Stored items from a collection:
Start of Block

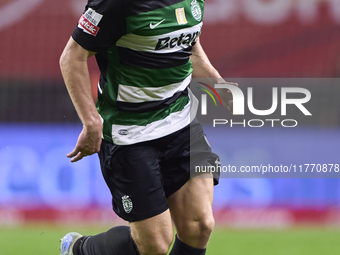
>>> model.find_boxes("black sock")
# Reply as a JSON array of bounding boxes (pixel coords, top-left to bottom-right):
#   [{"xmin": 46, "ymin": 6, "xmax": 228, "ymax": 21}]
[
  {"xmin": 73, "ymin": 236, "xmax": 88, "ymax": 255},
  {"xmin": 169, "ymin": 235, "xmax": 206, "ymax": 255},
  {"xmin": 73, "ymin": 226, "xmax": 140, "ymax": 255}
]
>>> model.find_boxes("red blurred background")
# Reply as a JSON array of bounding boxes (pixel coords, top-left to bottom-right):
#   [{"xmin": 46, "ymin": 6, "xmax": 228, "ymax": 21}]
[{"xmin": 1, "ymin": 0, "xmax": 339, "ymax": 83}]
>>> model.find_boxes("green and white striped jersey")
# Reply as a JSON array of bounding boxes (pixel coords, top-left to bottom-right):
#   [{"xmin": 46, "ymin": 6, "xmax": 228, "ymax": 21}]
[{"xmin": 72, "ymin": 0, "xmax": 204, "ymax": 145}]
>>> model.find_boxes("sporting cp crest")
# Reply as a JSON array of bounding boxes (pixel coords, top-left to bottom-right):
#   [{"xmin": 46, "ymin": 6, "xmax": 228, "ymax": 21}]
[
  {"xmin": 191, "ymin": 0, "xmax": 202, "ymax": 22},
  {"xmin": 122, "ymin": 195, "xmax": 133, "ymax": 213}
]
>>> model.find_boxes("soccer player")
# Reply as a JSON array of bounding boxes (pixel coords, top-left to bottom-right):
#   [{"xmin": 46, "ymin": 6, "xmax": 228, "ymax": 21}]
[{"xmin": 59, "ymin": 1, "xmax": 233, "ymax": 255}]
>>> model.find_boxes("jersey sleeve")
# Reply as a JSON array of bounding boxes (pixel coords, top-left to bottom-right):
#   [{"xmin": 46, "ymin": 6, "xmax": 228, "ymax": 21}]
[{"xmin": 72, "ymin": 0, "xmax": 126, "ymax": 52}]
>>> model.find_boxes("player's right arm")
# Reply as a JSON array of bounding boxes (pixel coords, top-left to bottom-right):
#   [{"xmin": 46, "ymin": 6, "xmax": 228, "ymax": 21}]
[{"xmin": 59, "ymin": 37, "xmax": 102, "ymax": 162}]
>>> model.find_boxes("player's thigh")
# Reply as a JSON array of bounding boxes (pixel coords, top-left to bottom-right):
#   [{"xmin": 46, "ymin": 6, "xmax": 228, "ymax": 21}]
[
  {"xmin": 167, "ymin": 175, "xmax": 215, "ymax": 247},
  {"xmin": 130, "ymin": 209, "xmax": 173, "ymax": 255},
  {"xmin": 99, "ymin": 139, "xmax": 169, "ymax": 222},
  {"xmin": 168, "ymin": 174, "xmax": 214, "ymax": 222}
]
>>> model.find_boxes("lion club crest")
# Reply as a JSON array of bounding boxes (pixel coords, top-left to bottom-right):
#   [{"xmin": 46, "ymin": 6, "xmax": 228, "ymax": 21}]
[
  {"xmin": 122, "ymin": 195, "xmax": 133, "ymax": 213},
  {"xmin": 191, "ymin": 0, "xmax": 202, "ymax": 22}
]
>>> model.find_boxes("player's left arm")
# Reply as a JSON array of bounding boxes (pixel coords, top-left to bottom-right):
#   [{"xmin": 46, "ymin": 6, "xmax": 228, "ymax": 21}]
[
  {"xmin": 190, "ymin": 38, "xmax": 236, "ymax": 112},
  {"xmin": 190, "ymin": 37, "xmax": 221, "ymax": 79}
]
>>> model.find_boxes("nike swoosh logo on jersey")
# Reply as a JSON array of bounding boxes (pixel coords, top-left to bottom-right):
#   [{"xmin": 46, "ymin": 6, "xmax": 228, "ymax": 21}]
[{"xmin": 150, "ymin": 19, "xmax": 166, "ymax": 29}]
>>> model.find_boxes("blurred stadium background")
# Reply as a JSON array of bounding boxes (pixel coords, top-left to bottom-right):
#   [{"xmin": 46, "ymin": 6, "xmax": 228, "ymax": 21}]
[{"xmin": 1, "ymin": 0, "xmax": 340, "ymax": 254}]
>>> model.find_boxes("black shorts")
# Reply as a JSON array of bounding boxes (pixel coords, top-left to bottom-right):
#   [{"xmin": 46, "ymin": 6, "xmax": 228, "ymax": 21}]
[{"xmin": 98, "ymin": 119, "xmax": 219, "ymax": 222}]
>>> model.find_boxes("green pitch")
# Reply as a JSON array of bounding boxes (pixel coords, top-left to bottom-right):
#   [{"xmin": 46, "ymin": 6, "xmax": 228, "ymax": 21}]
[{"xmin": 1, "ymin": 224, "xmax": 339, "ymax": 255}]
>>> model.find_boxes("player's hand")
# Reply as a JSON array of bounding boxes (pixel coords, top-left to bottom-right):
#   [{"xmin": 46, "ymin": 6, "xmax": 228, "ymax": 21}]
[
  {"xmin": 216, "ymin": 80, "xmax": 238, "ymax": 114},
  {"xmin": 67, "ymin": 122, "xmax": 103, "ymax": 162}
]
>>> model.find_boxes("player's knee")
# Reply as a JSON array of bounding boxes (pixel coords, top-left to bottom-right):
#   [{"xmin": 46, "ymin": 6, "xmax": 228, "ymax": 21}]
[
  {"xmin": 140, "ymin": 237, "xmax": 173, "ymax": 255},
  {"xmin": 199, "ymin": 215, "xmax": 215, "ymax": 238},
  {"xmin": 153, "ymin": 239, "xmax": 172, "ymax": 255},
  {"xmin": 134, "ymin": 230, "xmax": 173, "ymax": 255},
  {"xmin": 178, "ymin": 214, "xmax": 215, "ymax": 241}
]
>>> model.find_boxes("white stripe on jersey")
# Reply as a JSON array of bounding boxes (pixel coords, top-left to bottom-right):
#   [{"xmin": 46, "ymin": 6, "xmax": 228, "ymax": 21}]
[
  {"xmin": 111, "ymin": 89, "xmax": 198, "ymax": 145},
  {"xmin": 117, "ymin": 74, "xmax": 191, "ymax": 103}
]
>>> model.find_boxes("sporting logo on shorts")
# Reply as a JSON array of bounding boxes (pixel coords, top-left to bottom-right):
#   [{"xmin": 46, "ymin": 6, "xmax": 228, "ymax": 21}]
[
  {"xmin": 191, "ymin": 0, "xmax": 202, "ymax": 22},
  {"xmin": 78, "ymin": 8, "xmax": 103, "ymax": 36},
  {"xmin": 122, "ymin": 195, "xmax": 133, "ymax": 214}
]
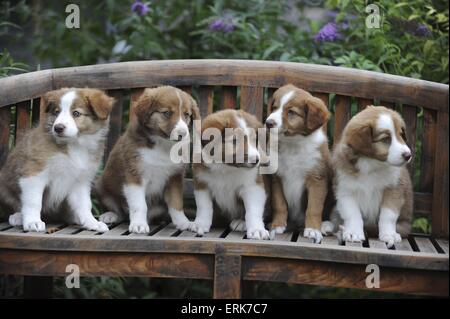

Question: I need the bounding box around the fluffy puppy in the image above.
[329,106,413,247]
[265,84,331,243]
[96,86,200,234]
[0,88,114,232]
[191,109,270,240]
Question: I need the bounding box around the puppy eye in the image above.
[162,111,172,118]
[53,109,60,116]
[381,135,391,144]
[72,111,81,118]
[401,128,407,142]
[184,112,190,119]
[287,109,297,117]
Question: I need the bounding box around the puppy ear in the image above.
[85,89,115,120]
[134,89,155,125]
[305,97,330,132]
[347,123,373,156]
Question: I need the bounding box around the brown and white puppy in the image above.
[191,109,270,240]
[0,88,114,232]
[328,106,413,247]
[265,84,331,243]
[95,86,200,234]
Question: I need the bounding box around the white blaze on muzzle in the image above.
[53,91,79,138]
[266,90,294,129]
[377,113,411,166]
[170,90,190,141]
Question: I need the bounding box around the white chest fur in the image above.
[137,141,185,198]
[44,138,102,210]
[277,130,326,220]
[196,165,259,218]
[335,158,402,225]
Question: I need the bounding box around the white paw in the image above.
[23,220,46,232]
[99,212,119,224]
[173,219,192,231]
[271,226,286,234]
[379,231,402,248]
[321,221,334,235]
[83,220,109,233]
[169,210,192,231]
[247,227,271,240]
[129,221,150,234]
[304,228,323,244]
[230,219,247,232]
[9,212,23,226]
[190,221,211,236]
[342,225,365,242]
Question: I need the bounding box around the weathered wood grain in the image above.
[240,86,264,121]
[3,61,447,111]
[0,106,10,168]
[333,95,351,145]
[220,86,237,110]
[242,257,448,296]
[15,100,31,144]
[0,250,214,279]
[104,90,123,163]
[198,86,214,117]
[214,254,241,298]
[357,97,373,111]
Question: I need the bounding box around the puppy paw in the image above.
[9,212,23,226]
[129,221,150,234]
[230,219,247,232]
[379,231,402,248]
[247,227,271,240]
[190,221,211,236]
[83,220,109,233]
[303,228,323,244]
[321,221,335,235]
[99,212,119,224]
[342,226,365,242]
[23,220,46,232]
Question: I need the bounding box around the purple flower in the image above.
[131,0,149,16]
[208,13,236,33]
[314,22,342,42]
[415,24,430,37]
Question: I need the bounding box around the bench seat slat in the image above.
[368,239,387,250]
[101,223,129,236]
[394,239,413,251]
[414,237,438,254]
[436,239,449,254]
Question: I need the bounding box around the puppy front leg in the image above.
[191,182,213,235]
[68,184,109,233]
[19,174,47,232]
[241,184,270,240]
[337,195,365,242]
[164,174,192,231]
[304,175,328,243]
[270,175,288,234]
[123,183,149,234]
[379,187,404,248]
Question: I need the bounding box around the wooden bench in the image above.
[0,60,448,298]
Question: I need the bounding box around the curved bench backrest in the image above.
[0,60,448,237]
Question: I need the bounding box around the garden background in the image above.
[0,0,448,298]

End of Block

| The problem |
Starting at the line that contains "Question: I need the bounding box around the curved", copy every line down to the last line of the records above, exactly as written.

| Finished exercise |
Question: I need the bounding box around the curved bench backrest in the image above.
[0,60,448,237]
Question: I need the bounding box around the garden background in the image above.
[0,0,448,298]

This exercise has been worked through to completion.